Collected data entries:
######

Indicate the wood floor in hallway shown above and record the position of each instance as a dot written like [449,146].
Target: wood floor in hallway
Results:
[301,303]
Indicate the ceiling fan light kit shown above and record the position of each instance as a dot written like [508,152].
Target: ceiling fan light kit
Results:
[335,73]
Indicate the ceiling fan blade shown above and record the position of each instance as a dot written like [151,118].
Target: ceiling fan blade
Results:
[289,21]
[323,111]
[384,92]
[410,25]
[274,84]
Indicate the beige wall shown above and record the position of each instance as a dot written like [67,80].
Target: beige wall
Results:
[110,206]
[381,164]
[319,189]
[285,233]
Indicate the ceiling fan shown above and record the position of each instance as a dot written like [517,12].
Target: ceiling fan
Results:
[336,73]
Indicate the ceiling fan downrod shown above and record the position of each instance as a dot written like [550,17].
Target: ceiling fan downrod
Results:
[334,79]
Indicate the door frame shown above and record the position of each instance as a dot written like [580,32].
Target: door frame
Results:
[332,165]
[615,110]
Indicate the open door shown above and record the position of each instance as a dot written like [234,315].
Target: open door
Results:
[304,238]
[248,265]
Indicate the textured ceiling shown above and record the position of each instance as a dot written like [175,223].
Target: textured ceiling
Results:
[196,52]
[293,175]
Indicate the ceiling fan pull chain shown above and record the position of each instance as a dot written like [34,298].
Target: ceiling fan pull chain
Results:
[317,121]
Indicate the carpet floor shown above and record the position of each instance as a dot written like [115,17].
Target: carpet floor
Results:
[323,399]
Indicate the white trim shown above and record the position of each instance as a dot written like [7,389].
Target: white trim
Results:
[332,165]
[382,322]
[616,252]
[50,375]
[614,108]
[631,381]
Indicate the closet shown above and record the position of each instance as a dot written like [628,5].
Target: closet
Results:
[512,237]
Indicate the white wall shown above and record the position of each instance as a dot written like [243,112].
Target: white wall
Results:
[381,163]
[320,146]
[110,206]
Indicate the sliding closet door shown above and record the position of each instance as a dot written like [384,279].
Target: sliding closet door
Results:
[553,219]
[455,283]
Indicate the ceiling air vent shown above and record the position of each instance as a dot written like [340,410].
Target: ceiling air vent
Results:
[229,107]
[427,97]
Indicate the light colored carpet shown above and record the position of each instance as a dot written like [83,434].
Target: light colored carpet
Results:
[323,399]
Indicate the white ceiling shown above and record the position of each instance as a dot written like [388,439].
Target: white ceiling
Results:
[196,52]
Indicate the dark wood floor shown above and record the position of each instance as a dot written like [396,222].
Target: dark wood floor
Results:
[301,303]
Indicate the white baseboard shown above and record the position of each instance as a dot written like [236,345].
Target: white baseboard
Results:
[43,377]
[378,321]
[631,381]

######

# [TASK DESCRIPTION]
Write down the full listing again, exactly.

# [PROBLEM SOLUTION]
Indicate the wood floor in hallway shown above and record the position of each instance as a dot written like [449,146].
Target: wood floor in hallway
Results:
[301,303]
Indicate the ceiling fan light kit shown above and record the position of each instance as a dot written like [508,152].
Target: ceiling fan light kit
Results:
[335,73]
Indicate the ceiling fan blade shown above and record the position of each instance as a dot written like [151,118].
Target: ceiling fan blade
Results:
[289,21]
[323,111]
[384,92]
[410,25]
[274,84]
Indicate the beige wall shown above and record the position of each instance as a dot written like [67,80].
Target: beige wall
Results:
[110,206]
[381,164]
[319,189]
[285,233]
Indicate the ceiling fan shown above and record the position of each instance as a dot written like [517,12].
Target: ceiling fan
Results:
[336,73]
Indicate the ceiling fan downrod shown above and record the position of each instance as a dot written like [550,17].
Target: ceiling fan downrod
Results:
[334,79]
Indicate the door frame shown above and record the position of each instance as a dot written like [580,32].
Target: door frame
Results:
[332,165]
[615,110]
Indicate the open door shown above and record the position of each instance as a dot written like [234,315].
Target: open door
Results:
[304,238]
[248,265]
Indicate the textured ceiling shown above and record the position of each instance as a dot written like [175,223].
Target: textured ceiling
Results:
[196,52]
[293,175]
Indicate the ceiling fan pull chain shown above and record the position of each instance as a dot written like [34,298].
Target: ceiling fan pull chain
Results:
[317,121]
Indicate the carpet floor shown above and record the position of each instance as a dot written like [115,17].
Target: carpet floor
Results:
[323,399]
Indicate the white trim shown above and record the position of each instance as a dot written like [7,389].
Target: white trim
Results:
[332,165]
[382,322]
[616,252]
[50,375]
[614,108]
[631,381]
Indicate the closet shown above and record the position of each instance as a dot written like [628,5].
Target: closet
Results:
[512,237]
Indicate the white wall shown above and record the position of each instance as a dot written like [243,112].
Target: white wall
Results:
[381,163]
[320,146]
[110,206]
Indicate the sliding closet door shown above and record the position of each instance as a dot written like [384,279].
Target: sliding closet door
Results:
[553,219]
[455,283]
Indicate the ceiling air vent shown above and record the position of each instance as a dot written like [340,410].
Target: ceiling air vent
Results:
[229,107]
[427,97]
Indicate the light colored carpet shown above and record the position of each instance as a dot written like [83,434].
Target: light colored carpet
Results:
[323,399]
Indicate the white ceiling shown above and record the position of each instance as a dot written like [388,439].
Target: white ceiling
Results:
[196,52]
Indicate the dark wood floor shown above and record the position of each instance as a dot written like [396,222].
Target: dark wood floor
Results:
[301,303]
Indicate the white baseboard shown above and record the position of each instance as a dot written like [236,345].
Target: white baseboard
Results:
[43,377]
[378,321]
[631,381]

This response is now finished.